── TEXTE

En début de semaine, Swissquote a publié de nouveaux chiffres record pour le premier semestre. Le courtier en ligne vaudois a fait état mardi d'un chiffre d'affaires en hausse de 38,9% à 162,7 millions de francs à fin juin. En tête figurent les revenus nets des commissions qui ont bondi de 82,7% à 83,4 millions de francs, tandis que le produit net des activités tirées du négoce des devises (eForex) a crû de 52,2% à 60 millions. Le bénéfice avant impôts a, lui, bondi à 58,4 millions (+132,8%), tandis que le bénéfice net a plus que doublé pour s’élever à 50,4 millions. Entre janvier et juin, l’afflux net de nouveaux capitaux a atteint 3 milliards de francs, comparé à 1,2 milliard de croissance organique (hors acquisitions) un an plus tôt. En tout, les avoirs de la clientèle ont augmenté de 9,7% à 33,5 milliards.

────

Recopiez intégralement le texte ci-dessus sur les résultats semestriels de Swissquote, sans rien y modifier.

── SECTION DES DONNÉES

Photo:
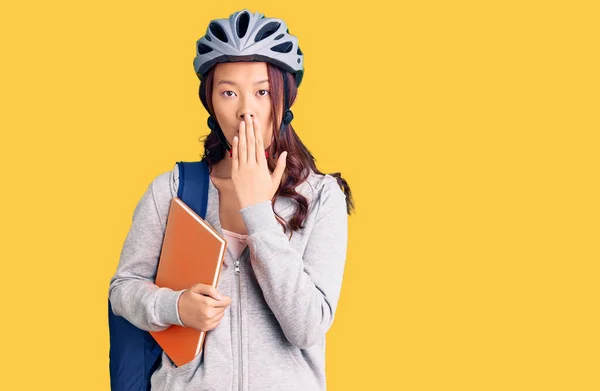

────

### RÉPONSE CORRECTE
En début de semaine, Swissquote a publié de nouveaux chiffres record pour le premier semestre. Le courtier en ligne vaudois a fait état mardi d'un chiffre d'affaires en hausse de 38,9% à 162,7 millions de francs à fin juin. En tête figurent les revenus nets des commissions qui ont bondi de 82,7% à 83,4 millions de francs, tandis que le produit net des activités tirées du négoce des devises (eForex) a crû de 52,2% à 60 millions. Le bénéfice avant impôts a, lui, bondi à 58,4 millions (+132,8%), tandis que le bénéfice net a plus que doublé pour s’élever à 50,4 millions. Entre janvier et juin, l’afflux net de nouveaux capitaux a atteint 3 milliards de francs, comparé à 1,2 milliard de croissance organique (hors acquisitions) un an plus tôt. En tout, les avoirs de la clientèle ont augmenté de 9,7% à 33,5 milliards.